HK Bourse: Announcement From New Concepts Holdings Ltd.

 
    Following is the related link: 
http://www.hkexnews.hk/listedco/listconews/sehk/2016/0810/LTN20160810928.pdf 
 
 
 
     SUPPLEMENTAL DEED TO THE SUBSCRIPTION AGREEMENT 
                 FOR THE SUBSCRIPTION AND 
          ISSUE OF SHARES UNDER GENERAL MANDATE 
Reference is made to the Company's announcement dated 25 July 2016 (the "Announcement") 
and the Company's announcement dated 4 August 2016 in relation to, among others, the 
Subscription and issue of Subscription Shares under the General Mandate. Capitalised terms 
herein shall bear the same meanings as defined in the Announcement unless otherwise stated. 
 
SUPPLEMENTAL DEED TO THE SUBSCRIPTION AGREEMENT 
 
On 10 August 2016 (after trading hours of the Stock Exchange), the Company and the 
Subscribers entered into a supplemental deed to the Subscription Agreement (the 
"Supplemental Deed") in relation to the revision of certain provisions in the Subscription 
Agreement, details of which are set forth below. 
 
Restrictions on further issue of Shares 
 
As disclosed in the Announcement, there was an undertaking made by the Company under the 
Subscription Agreement in relation to the restrictions on further issue of Shares, pursuant to 
which, the Company undertakes to each of CEF Concept and Go Million that during the 
period from the date of the Subscription Agreement and to the date on which the shareholding 
of each of CEF Concept and/or Go Million, together with each of their respective Associates is 
below 5% of the total number of Shares in issue, the Company will not take any of the 
following actions without prior unanimous approval from all members of the Board: 
 
(a) allot or issue or offer to allot or issue or grant any option, right or warrant to subscribe 
    for (either conditionally or unconditionally, or directly or indirectly, or otherwise) any 
    Share(s) or any interests in Shares or any securities convertible into or exercisable or 
    exchangeable for or substantially similar to Shares or interest in Shares; or 
 
(b) agree (conditionally or unconditionally) to enter into or effect any such transaction with 
    the same economic effect as any of the transactions described in (a) above; or 
 
(c) announce any intention to enter into or effect any such transaction described in (a) or (b)

### DIRECTION A:
In the New Concepts Holdings announcement, on what date did the Company and the Subscribers enter into the supplemental deed?
### DIRECTION B:
Continue the New Concepts Holdings announcement from the point where it stops.
The material that comes next has no connection to the New Concepts Holdings announcement.

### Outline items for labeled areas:

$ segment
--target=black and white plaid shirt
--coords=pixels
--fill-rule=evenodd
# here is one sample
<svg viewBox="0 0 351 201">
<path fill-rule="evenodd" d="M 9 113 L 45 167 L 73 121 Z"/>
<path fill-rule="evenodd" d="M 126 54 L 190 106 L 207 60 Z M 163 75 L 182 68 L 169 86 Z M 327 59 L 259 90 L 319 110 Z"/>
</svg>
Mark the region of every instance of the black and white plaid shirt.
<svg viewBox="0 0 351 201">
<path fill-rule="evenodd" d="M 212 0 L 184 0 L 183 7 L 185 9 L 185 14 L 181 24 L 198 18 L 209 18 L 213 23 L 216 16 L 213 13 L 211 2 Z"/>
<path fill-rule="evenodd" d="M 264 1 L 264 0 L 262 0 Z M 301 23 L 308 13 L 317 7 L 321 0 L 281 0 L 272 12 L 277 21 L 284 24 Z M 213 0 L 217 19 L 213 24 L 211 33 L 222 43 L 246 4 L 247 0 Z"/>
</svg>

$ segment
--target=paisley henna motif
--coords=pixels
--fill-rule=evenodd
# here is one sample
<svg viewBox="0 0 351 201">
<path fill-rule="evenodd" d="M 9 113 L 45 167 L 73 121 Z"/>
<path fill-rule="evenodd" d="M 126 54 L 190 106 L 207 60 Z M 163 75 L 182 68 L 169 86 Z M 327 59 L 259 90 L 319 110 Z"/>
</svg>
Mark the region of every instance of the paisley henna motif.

### OUTPUT A:
They entered into it on 10 August 2016, after trading hours of the Stock Exchange.

### OUTPUT B:
    above. 
 
 
                                                 -1- 
 
Pursuant to the Supplemental Deed, the above undertaking has been revoked. 
 
Indemnity given by the Company 
 
As disclosed in the Announcement, there was an undertaking made by the Company under the 
Subscription Agreement to indemnify the Indemnified Parties against certain costs, expenses 
and losses, details of which were set forth in the section headed "Indemnity given by the 
Company" in the Announcement. Pursuant to the Supplemental Deed, such undertaking was 
amended and replaced by the following: 
 
The Company undertakes to indemnify and hold harmless each of the Subscribers and each of 
their respective agents, subsidiaries, affiliated or associated companies, their respective 
directors, officers, employees and agents including, but not limited to, the directors, officers, 
employees and controlling persons, as the case may be, of each of CEF Concept and Go 
Million and each of their respective Associates (and shall include partners of such Associates) 
(the "Indemnified Parties") against all or any costs, expenses (including legal fees as they are 
properly and reasonably incurred), fees, claims, actions, liabilities, demands, proceedings or 
judgments (including, but not limited to, all such losses, costs, charges or expenses suffered or 
incurred in disputing or defending any costs, fees, claims, actions, liabilities, demands, 
proceedings or judgements) (the "Proceedings") and/or in establishing its rights to be 
indemnified in accordance with the terms of the Subscription Agreement (as amended and 
supplemented by the Supplemental Deed) and/or in seeking advice in relation to any 
Proceedings brought or established or threatened to be brought or established against any of 
the Indemnified Parties by any governmental agency, regulatory body or other person: 
 
(i)   directly or indirectly arising out of or in connection with or based on (a) any breach or 
      alleged breach of any of the representations, warranties and undertakings provided by the 
      Company and the obligations of the Company contained in the Subscription Agreement 
      (as amended and supplemented by the Supplemental Deed); or (b) other than those which 
      arise primarily from the fraudulent acts, gross negligence or willful default of CEF 
      Concept and Go Million or any person acting on their behalf as determined by final 
      judgment of a court of competent jurisdiction, any breach or alleged breach of any 
      applicable laws or regulations of any jurisdiction arising out of or in connection with the 
      execution of the Subscription Agreement (as amended and supplemented by the 
      Supplemental Deed) and performance of the transactions contemplated therein; and 
 
(ii) directly or indirectly arising out of or in connection with the execution of the Subscription 
     Agreement (as amended and supplemented by the Supplemental Deed) and the 
     performance of the transactions contemplated therein.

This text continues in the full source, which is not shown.